##### ROWS #####
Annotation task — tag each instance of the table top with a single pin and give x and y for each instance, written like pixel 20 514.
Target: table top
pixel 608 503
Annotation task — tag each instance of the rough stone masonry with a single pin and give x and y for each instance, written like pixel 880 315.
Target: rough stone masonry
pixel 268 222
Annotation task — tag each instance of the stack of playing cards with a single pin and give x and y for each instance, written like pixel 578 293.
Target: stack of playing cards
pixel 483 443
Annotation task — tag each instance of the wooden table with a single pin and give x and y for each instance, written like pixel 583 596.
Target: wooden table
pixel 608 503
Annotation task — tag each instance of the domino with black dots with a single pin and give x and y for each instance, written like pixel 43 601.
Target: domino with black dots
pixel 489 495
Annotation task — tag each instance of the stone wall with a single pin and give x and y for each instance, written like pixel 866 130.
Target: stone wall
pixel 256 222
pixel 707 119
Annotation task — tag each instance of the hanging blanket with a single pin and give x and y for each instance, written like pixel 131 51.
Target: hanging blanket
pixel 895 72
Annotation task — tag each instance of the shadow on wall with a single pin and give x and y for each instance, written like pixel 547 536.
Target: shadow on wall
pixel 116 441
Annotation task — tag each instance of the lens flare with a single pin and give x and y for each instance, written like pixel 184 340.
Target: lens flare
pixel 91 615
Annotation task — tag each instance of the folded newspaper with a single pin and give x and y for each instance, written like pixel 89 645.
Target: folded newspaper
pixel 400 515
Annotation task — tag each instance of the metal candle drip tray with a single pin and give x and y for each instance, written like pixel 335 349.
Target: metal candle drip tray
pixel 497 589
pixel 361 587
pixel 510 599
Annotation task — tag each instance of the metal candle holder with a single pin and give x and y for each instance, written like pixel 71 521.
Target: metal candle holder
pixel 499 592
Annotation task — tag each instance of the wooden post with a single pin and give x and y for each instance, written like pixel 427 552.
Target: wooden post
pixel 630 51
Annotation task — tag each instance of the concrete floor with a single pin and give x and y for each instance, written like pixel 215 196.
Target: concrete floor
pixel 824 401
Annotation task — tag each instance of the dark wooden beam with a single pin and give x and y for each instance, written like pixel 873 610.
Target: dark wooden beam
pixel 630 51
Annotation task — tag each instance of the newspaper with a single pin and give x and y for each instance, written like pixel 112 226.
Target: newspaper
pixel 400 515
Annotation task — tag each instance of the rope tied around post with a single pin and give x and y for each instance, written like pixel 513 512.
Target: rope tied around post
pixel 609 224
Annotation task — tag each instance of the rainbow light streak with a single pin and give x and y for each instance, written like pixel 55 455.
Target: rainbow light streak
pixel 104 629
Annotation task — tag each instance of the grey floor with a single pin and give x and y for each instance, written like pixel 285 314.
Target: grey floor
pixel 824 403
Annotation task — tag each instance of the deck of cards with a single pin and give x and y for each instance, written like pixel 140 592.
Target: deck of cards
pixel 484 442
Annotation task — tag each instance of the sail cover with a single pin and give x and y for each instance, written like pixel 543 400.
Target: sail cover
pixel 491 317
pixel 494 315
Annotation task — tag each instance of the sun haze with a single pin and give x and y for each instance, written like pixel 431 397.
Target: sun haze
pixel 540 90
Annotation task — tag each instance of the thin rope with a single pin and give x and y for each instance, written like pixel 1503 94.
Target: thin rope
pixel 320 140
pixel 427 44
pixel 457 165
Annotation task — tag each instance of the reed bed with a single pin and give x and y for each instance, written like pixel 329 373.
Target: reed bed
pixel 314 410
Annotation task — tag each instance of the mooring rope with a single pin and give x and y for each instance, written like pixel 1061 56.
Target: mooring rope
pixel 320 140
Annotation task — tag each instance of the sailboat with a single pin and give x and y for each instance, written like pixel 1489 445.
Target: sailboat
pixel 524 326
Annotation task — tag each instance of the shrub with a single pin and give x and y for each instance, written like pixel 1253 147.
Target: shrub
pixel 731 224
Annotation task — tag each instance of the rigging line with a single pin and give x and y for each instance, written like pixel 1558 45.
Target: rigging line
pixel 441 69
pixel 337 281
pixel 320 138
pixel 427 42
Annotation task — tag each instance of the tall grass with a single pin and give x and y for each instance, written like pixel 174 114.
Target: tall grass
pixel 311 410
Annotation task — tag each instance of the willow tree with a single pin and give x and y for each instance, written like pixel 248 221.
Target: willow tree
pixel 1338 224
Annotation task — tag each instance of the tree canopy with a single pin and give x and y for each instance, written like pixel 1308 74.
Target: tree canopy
#####
* **REQUIREMENT**:
Rewrite all of the rows above, changing "single pin" to "single marker" wherever it occurs and leaving everything else the same.

* **RESPONSE FOR THIS EXERCISE**:
Annotation task — tag each instance of the table top with a single marker and give x and y for each instance, written like pixel 20 514.
Target: table top
pixel 608 503
Annotation task — tag each instance of the rough stone masonry with a single marker and give x and y for each instance, written like pixel 880 315.
Target: rough stone masonry
pixel 268 222
Annotation task — tag each instance of the stack of playing cards with a single marker and give x and y for each instance, written like pixel 578 293.
Target: stack of playing cards
pixel 483 443
Annotation task — tag each instance of the wooden table with a single marker and give x and y for each instance, written like pixel 583 596.
Target: wooden table
pixel 608 503
Annotation task — tag each instance of the domino with black dots with a single marker and give x and y for each instance, written like pixel 43 601.
Target: domino with black dots
pixel 489 495
Annotation task — tag each instance of the stone wall with a single marker and give x and y for each instance, written like pixel 866 130.
Target: stone wall
pixel 256 222
pixel 707 119
Annotation task — tag each instance of the hanging blanket with a single marker and give x and y for each instance, written like pixel 131 51.
Target: hanging blanket
pixel 895 72
Annotation task — tag each instance of the shadow on wall with a single marker and give x and y for each instance, written like pixel 547 536.
Target: shadow on wall
pixel 116 441
Annotation task — tag each instance of the lens flare with a single marker and give x and y for each instance, written like pixel 184 340.
Target: lens flare
pixel 91 615
Annotation task — tag each instance of the folded newspaper with a single marker and give x and y for each instance, written like pixel 89 645.
Target: folded newspaper
pixel 400 515
Annotation task — tag each instance of the metal candle drip tray with a single marker and give x and y for each instance, written like pixel 335 349.
Target: metal candle drip tray
pixel 497 589
pixel 361 587
pixel 510 599
Annotation task — tag each instance of the metal candle holder with a single marker and give x and y for each instance, written like pixel 71 521.
Target: metal candle holder
pixel 499 592
Annotation task — tag each instance of the wooden post with a single marker and give x and y for each instance, written like pixel 427 552.
Target: wooden post
pixel 630 51
Annotation task — tag each instance of the concrete floor with a single marker and give x and y for each instance, written like pixel 215 196.
Target: concrete floor
pixel 824 401
Annotation task — tag each instance of the dark wooden beam with a single marker and give x and y for each instance, written like pixel 873 610.
Target: dark wooden beam
pixel 630 51
Annotation task — tag each instance of the newspaper with a single marker and give x and y for each instance, written like pixel 112 226.
Target: newspaper
pixel 400 515
Annotation task — tag each instance of the rope tied around post with a single marker and give x and y for each instance, written like pixel 513 512.
Target: rope tied around post
pixel 609 224
Annotation task — tag each instance of the rainbow light streak with a single marker and give x and y for each instance, written like pixel 55 455.
Target: rainbow light streak
pixel 104 629
Annotation task — tag each instance of the grey floor with a single marker and give x and y for each instance, written like pixel 285 314.
Target: grey floor
pixel 824 403
Annotation task — tag each instance of the deck of cards with a single marker and give x and y for each instance, written like pixel 140 592.
Target: deck of cards
pixel 484 442
Annotation task — tag each instance of the sail cover with a single marker and give x and y for each instance, written like pixel 543 400.
Target: sail cover
pixel 491 317
pixel 494 315
Annotation task — tag each instance of the sun haze with a single marker and give x and y for each instance, written like pixel 431 397.
Target: sun haze
pixel 540 90
Annotation task — tag each instance of the thin rope with a single marker and give x and y for each instance, written like pixel 1503 94.
Target: thin rope
pixel 320 140
pixel 427 44
pixel 457 165
Annotation task — tag each instance of the reed bed with a single marker and give x and y for each instance, written like pixel 329 373.
Target: reed bed
pixel 314 410
Annotation task — tag each instance of the mooring rope with a single marker and give x and y for each instance, written like pixel 1061 56.
Target: mooring rope
pixel 320 140
Annotation task — tag each instance of the sailboat with a single marker and give x and y for each instance, written like pixel 1489 445.
Target: sailboat
pixel 524 326
Annotation task — tag each instance of the shrub with a single marker and give x and y for each instance, written like pixel 1253 147.
Target: shrub
pixel 731 224
Annotation task — tag each instance of the rigging line with a single marker and give x and y for each instance, written like pixel 1558 45.
Target: rigging line
pixel 441 69
pixel 337 281
pixel 320 138
pixel 427 42
Annotation task — tag each instance of the tall grass with a single marker and give x and y for each instance, written like pixel 174 114.
Target: tall grass
pixel 311 410
Annotation task — tag each instance of the willow tree with a single marker and give x and y for each instance, written like pixel 248 221.
Target: willow tree
pixel 1338 224
Annotation task — tag each instance of the tree canopy with a single marker and give x and y for each instance, written like pixel 1308 74.
Target: tree canopy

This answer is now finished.